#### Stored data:
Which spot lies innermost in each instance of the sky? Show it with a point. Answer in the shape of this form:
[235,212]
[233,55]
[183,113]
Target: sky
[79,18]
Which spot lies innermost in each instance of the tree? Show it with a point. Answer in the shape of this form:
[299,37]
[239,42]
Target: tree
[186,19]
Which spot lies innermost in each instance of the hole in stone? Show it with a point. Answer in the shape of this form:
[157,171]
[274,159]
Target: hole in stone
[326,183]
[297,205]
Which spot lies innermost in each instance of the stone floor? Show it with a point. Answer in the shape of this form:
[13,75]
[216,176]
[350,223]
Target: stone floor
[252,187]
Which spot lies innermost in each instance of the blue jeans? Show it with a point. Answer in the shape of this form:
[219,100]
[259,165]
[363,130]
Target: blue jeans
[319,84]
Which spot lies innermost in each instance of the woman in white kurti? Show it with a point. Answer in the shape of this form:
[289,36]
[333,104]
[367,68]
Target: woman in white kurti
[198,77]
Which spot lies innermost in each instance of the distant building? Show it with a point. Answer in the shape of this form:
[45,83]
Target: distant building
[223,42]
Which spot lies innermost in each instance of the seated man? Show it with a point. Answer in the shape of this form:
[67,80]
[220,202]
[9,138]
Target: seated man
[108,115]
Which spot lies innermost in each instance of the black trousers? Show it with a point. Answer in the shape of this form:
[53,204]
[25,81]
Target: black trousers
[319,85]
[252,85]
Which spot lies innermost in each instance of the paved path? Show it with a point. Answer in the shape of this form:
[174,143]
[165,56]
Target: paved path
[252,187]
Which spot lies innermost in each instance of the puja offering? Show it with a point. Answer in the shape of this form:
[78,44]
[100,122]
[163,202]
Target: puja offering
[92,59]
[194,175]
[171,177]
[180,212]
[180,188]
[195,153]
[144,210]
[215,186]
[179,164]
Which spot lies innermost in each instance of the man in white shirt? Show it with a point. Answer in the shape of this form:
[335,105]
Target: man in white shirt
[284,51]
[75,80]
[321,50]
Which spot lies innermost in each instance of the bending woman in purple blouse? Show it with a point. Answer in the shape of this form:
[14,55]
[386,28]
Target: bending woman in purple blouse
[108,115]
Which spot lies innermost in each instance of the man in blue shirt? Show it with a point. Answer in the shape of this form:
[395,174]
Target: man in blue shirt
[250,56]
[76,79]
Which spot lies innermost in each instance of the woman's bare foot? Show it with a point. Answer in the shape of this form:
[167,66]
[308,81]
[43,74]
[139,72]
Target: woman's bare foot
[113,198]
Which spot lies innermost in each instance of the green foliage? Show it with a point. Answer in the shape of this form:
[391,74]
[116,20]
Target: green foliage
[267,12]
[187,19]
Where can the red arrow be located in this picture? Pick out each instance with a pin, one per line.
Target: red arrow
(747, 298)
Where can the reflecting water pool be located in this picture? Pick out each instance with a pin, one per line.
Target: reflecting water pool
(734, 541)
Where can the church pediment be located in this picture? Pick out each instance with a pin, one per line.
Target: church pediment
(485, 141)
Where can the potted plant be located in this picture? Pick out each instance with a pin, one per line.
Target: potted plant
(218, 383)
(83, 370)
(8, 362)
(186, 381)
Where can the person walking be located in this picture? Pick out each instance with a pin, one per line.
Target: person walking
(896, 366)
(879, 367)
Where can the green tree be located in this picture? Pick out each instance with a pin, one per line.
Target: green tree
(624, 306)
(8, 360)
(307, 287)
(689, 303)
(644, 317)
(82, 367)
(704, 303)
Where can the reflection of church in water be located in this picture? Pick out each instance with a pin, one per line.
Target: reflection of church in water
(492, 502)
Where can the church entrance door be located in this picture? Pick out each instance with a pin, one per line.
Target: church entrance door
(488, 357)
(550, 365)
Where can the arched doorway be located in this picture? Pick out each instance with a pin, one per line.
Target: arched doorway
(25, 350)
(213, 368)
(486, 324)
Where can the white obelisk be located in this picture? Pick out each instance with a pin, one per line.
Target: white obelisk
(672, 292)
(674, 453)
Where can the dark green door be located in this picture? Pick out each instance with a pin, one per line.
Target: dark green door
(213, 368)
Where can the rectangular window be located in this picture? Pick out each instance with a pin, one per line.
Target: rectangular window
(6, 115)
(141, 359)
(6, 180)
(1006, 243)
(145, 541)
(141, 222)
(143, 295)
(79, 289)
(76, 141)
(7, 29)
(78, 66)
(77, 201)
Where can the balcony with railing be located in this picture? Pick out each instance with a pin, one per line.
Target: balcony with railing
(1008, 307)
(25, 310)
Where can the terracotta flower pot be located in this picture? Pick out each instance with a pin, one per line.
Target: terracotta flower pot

#### TASK STATEMENT:
Each record above should be returned exactly as it appears.

#### WRITTEN RESPONSE:
Which spot lies innermost in each instance of the sky? Show it with a point. Answer in the shape of this form:
[235,212]
[233,55]
[183,113]
Target: sky
[79,18]
Which spot lies innermost in each instance of the tree? Show it with a point. Answer in the shape of this form:
[299,37]
[239,42]
Target: tree
[186,19]
Which spot lies innermost in each instance of the hole in stone? Show it with a point. Answer in the shape of this form:
[157,171]
[274,159]
Target: hole in stone
[326,183]
[297,205]
Which spot lies innermost in each instance of the stone floor? Show it with a point. Answer in the shape of this form:
[13,75]
[216,176]
[350,223]
Target: stone floor
[252,187]
Which spot lies innermost in each instance of the blue jeans? Show it with a point. Answer in the shape of this form:
[219,100]
[259,165]
[363,130]
Target: blue jeans
[319,84]
Which spot lies innermost in each instance of the woman in white kurti? Show it with a point. Answer in the shape of this form:
[289,36]
[333,104]
[367,68]
Target: woman in white kurti
[198,77]
Which spot lies innermost in each instance of the distant building? Show it with a point. Answer in the shape of this form:
[45,83]
Target: distant building
[223,42]
Which spot lies innermost in each instance of the seated man? Show it with a point. Answer in the shape of this form:
[67,80]
[220,202]
[9,138]
Target: seated man
[108,115]
Which spot lies innermost in each instance of the black trousers? Show it with a point. Answer in the shape of this form:
[53,204]
[25,81]
Target: black trousers
[319,85]
[252,85]
Which spot lies innermost in each instance of the paved path? Show it with a point. Answer in the shape of this form:
[174,143]
[165,56]
Target: paved path
[252,187]
Which spot lies innermost in each instance of the puja offering? Show it with a point. Answer in the shape of this form:
[78,44]
[100,122]
[163,202]
Target: puja offering
[92,59]
[194,175]
[171,177]
[180,212]
[180,188]
[195,153]
[144,210]
[215,186]
[179,164]
Which spot lies innermost in each instance of the man in white shirt? Show it with a point. Answer in the shape of this form:
[335,105]
Target: man in white shirt
[284,51]
[75,80]
[321,50]
Which spot lies innermost in each instance of the bending woman in purple blouse? Show it with a point. Answer in the shape of this form:
[14,55]
[386,28]
Target: bending woman in purple blouse
[108,115]
Which spot lies innermost in each instance of the man in blue shirt? Show it with a point. Answer in the shape of this form:
[395,174]
Target: man in blue shirt
[250,56]
[76,79]
Which spot lies innermost in each instance of the woman's bare foot? Show it with a point. Answer in the shape of this form:
[167,66]
[308,81]
[43,74]
[139,72]
Target: woman's bare foot
[113,198]
Which spot lies innermost in each instance of the green foliage? Show it with a point. Answer in the shape of this form:
[391,74]
[116,20]
Target: green foliage
[267,12]
[187,19]
Where can the red arrow be located in this picture? Pick out each instance with a pin, one per line.
Target: red arrow
(747, 298)
Where can the reflecting water pool be located in this picture? Pick out each instance with a pin, one per line.
Target: reflecting water pool
(734, 541)
Where can the church pediment be located in this picture? Pick out each instance with a pin, one per line.
Target: church pediment
(485, 141)
Where can the potted plant be located in this picture? Pick out each instance with a pin, one per line.
Target: potted plant
(218, 383)
(83, 370)
(8, 362)
(186, 381)
Where can the person walking be located in this picture? Pick out each instance with a pin, one per line.
Target: person walking
(896, 366)
(879, 367)
Where can the green tree be located in this picture? Pick out each instance with a pin, one per line.
Target: green tree
(624, 306)
(8, 360)
(307, 287)
(689, 303)
(644, 317)
(82, 367)
(704, 303)
Where can the reflection of church in water be located in this picture? Pick out each instance with a pin, one per line.
Target: reflection of church in water
(492, 502)
Where can the church entrance door be located in this picture? Pick out each instance with a pin, one per line.
Target: church entrance door
(488, 357)
(550, 365)
Where can the arched doorway be located in this picture? Pick out each instance with a pin, one per line.
Target: arched doorway
(25, 350)
(213, 368)
(486, 324)
Where can the white obelisk be located in this picture? Pick out each instance with a pin, one per line.
Target: white obelisk
(672, 292)
(674, 453)
Where can the dark green door be located in this picture? Pick out each instance with a pin, one per line.
Target: dark green door
(213, 368)
Where can the rectangular window be located in this picture? Pick out each instance with a pin, one per line.
Target: rectangular window
(6, 115)
(141, 359)
(6, 180)
(1006, 243)
(145, 541)
(141, 222)
(143, 295)
(79, 289)
(76, 141)
(7, 29)
(78, 66)
(77, 201)
Where can the balcony with railing be located in this picture? Pick out each instance with a pin, one per line.
Target: balcony with railing
(1008, 307)
(25, 310)
Where can the terracotta flower pot be located in this picture? Pick out each instance with a pin, one per line.
Target: terracotta flower pot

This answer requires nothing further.